(Stored data entries)

======

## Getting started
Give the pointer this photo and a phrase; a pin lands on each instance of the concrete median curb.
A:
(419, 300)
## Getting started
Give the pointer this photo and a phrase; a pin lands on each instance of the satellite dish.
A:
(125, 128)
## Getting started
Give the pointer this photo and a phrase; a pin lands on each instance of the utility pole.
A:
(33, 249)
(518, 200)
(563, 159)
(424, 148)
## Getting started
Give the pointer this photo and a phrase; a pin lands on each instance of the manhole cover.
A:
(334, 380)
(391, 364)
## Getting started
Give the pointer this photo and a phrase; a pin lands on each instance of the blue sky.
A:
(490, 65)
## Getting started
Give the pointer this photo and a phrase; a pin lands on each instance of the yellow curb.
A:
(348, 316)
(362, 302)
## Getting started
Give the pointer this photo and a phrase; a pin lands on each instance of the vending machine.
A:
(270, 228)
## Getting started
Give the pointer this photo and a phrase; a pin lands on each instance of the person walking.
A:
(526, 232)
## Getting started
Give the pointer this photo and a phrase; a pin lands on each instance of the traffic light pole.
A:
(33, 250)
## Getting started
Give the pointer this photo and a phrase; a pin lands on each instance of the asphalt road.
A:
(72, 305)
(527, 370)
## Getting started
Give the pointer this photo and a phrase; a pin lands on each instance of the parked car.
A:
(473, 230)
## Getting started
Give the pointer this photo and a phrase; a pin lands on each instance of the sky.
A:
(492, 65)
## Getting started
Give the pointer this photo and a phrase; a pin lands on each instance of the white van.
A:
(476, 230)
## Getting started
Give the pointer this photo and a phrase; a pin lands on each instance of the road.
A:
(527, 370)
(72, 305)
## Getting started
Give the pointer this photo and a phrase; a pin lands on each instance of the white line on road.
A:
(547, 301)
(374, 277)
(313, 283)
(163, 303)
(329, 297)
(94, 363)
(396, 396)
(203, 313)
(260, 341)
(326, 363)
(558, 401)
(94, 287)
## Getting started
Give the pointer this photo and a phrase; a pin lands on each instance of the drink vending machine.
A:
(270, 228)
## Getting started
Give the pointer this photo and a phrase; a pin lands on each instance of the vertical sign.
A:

======

▶ [Work to complete]:
Looking at the data above, count each line that holds the word "vending" and report the count alone.

▶ [Response]:
2